Exercise details — Pick out and copy every line of the entries below that contains the string "edges". Case counts.

>> start Given data

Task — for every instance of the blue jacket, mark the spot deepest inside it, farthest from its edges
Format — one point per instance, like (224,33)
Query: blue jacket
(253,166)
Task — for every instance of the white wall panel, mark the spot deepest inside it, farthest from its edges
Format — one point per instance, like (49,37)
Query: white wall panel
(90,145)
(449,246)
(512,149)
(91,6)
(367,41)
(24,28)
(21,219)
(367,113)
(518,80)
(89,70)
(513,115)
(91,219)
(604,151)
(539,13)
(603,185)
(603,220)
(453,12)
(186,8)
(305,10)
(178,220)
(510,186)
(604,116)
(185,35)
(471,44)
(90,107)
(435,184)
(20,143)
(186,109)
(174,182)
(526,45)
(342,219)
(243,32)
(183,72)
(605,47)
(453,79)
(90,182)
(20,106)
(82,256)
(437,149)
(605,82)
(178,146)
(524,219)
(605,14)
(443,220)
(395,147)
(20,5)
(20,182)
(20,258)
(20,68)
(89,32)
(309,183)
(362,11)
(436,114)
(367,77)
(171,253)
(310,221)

>> end Given data
>> start Given data

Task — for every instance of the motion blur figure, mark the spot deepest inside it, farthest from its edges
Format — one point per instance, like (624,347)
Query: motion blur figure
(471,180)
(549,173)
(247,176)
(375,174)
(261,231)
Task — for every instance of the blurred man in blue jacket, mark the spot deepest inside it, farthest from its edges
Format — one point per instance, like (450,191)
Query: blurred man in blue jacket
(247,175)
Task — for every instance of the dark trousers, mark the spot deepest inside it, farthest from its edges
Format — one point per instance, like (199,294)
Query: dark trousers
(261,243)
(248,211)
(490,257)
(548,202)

>> end Given data

Exercise result —
Task — for every instance of the blue jacket, mark the spot deepest inside it, farthest from its edges
Task — for every instance of the white wall panel, mark the spot deepest inside it, farthest from its edges
Task — for every instance of the motion blur figure, mark the spot deepest inside it, farthest from its edges
Task — for every instance of the blurred man in blue jacket, mark the spot deepest inside it, farthest from its edges
Task — for every instance of the dark trousers, mark the spot deepest inside it, farthest from its edges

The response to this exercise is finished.